**What this task involves**: Which lines run from the one containing "top-left (45, 123), bottom-right (497, 396)" through the end of the entries? Restate them word for word, and only those.
** Source information follows **
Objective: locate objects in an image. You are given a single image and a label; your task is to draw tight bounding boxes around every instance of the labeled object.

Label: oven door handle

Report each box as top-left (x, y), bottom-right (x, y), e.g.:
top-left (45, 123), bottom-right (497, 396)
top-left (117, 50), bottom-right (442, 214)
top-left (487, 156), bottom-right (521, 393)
** End of Source information **
**Response for this exercise**:
top-left (45, 123), bottom-right (497, 396)
top-left (117, 50), bottom-right (442, 214)
top-left (487, 156), bottom-right (521, 393)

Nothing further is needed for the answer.